| What this exercise asks |
• A. In the thread about adding geo functions to Spark core, what does Databricks already use internally for its geospatial capabilities?
• B. Write out the passage of the thread about adding geo functions to Spark core that begins at the words "On Tue, Jan" and stops after "release, and integrate.".
• C. Extend the thread about adding geo functions to Spark core, picking up after its final line.

━━ Text shown

Re: [Suggest] Add geo function to core

2023-01-17 Thread Grigory Pomadchin
Hey Mo,

That is awesome, great to hear!

Best,

Grigory

On Tue, Jan 17, 2023 at 9:03 AM Mo Sarwat  wrote:

> Grigory,
>
> Thanks a lot for chiming - I really like the PostGIS to PostgreSQL
> analogy. That is exactly what Sedona (an Apache project) is to Spark. Spark
> core should remain light / generic enough (similar to PostgreSQL) and all
> spatial functionalities should be pluggable extensions (Sedona). Otherwise,
> the core will be unnecessarily heavy to maintain, release, and integrate.
>
> Sedona already supports geo-hashing among many other geospatial standard
> functionality, which work seamlessly with Spark without any issues to the
> end user. If there is something missing, I would highly recommend that we
> bring it to the Sedona community, and that will directly feed into the
> benefit of Spark uses who are doing geo.
>
> Implementing geospatial functionality in the core Spark will be a
> replication of work done already. Databricks for instance already uses
> Sedona internally with their geospatial capabilities.
>
> Finally, I would like to mention that I am totally willing to be corrected
> on that. Especially, if you tried Sedona with Spark and figured that it
> does not serve the purpose at all. But, please try it first and let's come
> up with a few capabilities it cannot provide unless it is implemented in
> Spark core. And, then we can suggest those capabilities to the Spark
> community.
>
> Thanks,
> -Mo
>
>
> On 2023/01/17 03:09:06 Grigory Pomadchin wrote:
> > Hey folks,
> >
> > Traditionally GIS functionality is distributed a bit separately - i.e.
> > PostGIS is a great example; and indeed for GIS needs Sedona / GeoMesa /
> > GeoWave may work out; I think GeoMesa implements GeoHash (see
> >
> https://www.geomesa.org/documentation/stable/user/spark/sparksql_functions.html
> > -
> > could be used as an inspiration at least);
> >
> > I'm pretty sure DataBricks provides some GIS functions (H3) at this
> point.
> > Could be an argument for having smth in the core / officially supported
> by
> > Spark community?
> >
> > I'd really love to see some relatively lightweight (JTS + Proj4j / SIS)
> > library with basic expressions and optimization rules in the wild that is
> > usable in the Spark native interfaces primarily; so there is no need to
> > figure out the API / way to set it up and / or resolve peculiar
> > dependencies. Could be a step towards Spark GIS types standardization.

━━━━
━━ Data shown

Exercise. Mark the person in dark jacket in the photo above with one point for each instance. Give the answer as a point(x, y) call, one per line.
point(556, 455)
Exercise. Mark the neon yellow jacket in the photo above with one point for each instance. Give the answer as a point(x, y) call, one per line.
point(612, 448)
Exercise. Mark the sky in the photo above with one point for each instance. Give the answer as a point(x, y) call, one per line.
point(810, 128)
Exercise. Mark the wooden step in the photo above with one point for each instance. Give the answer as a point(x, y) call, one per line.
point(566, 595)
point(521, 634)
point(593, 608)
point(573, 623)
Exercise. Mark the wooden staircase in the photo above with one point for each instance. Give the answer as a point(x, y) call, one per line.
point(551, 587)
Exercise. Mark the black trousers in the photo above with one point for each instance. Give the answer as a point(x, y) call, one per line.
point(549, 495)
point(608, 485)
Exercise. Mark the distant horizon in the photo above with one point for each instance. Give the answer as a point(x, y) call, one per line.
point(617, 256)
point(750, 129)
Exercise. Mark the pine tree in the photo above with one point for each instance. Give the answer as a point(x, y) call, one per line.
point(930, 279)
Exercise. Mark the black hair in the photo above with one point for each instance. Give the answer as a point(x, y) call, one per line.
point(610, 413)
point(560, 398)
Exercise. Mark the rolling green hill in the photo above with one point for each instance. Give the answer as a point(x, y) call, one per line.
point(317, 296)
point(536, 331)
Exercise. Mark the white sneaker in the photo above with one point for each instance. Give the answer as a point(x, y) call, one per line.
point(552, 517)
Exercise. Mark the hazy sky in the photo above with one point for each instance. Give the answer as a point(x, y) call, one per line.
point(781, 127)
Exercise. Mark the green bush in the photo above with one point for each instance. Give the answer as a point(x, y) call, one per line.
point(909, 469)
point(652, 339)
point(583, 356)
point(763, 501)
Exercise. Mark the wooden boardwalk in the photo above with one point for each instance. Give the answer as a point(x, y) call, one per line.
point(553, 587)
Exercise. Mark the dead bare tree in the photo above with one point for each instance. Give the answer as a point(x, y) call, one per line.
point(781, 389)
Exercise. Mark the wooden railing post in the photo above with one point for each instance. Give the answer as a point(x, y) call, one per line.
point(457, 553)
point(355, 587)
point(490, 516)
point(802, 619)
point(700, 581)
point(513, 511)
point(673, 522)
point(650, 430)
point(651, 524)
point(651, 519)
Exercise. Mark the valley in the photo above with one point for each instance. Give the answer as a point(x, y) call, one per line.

━━━━

| Answers by task |
• A. Databricks uses Sedona.

• B.
On Tue, Jan 17, 2023 at 9:03 AM Mo Sarwat  wrote:

> Grigory,
>
> Thanks a lot for chiming - I really like the PostGIS to PostgreSQL
> analogy. That is exactly what Sedona (an Apache project) is to Spark. Spark
> core should remain light / generic enough (similar to PostgreSQL) and all
> spatial functionalities should be pluggable extensions (Sedona). Otherwise,
> the core will be unnecessarily heavy to maintain, release, and integrate.

• C.
> >
> > Best,
> >
> > Grigory
> >
> > On Mon, Jan 16, 2023 at 6:21 PM Mo Sarwat  wrote:
> >
> > > Martin, thanks for chiming in and mentioning Apache SIS. However, Mark
> was
> > > asking about Geo in Spark, which Sedona already supports.
> > >
> > > Yet, I like the idea of making all dependencies within the Apache
> family.
> > > I believe a good solution would be for you (or the SIS community at
> large)
> > > to include Apache SIS in Sedona to replace libs like GeoTools. The
> Sedona
> > > community would definitely welcome your contribution :)
> > >
> > > Regards,
> > > -Mo
> > >
> > > On 2023/01/16 22:24:14 Martin Desruisseaux wrote:
> > > > Hello Mark
> > > >
> > > > Indeed Sedona is surely a serious candidate. Maybe one aspect to
> take in
> > > consideration, depending how "core" the geospatial services would be,
> is
> > > that Sedona depends on a LGPL library (GeoTools, bundled separately)
> for
> > > map projections, Shapefile and GeoTIFF support. So those features
> could not
> > > be in core since category X dependencies shall be optional.
> > > >
> > > > Regarding referencing by coordinates (including map projections), I'm
> > > aware of 3 libraries having a license compatible with Apache:
> > > >
> > > > * Apache SIS (Apache License)
> > > > * PROJ4J (Apache license)
> > > > * PROJ-JNI (MIT license)
> > > >
> > > > PROJ-JNI is a binding to PROJ native library using Java Native
> Interface
> > > (JNI). PROJ is the most well known map projection library, but it is
> > > difficult to bundle native code in a Java application.
> > > >
> > > > I'm not in a neutral position to said that, but I believe that Apache
> > > SIS is the most powerful open source pure-Java referencing library.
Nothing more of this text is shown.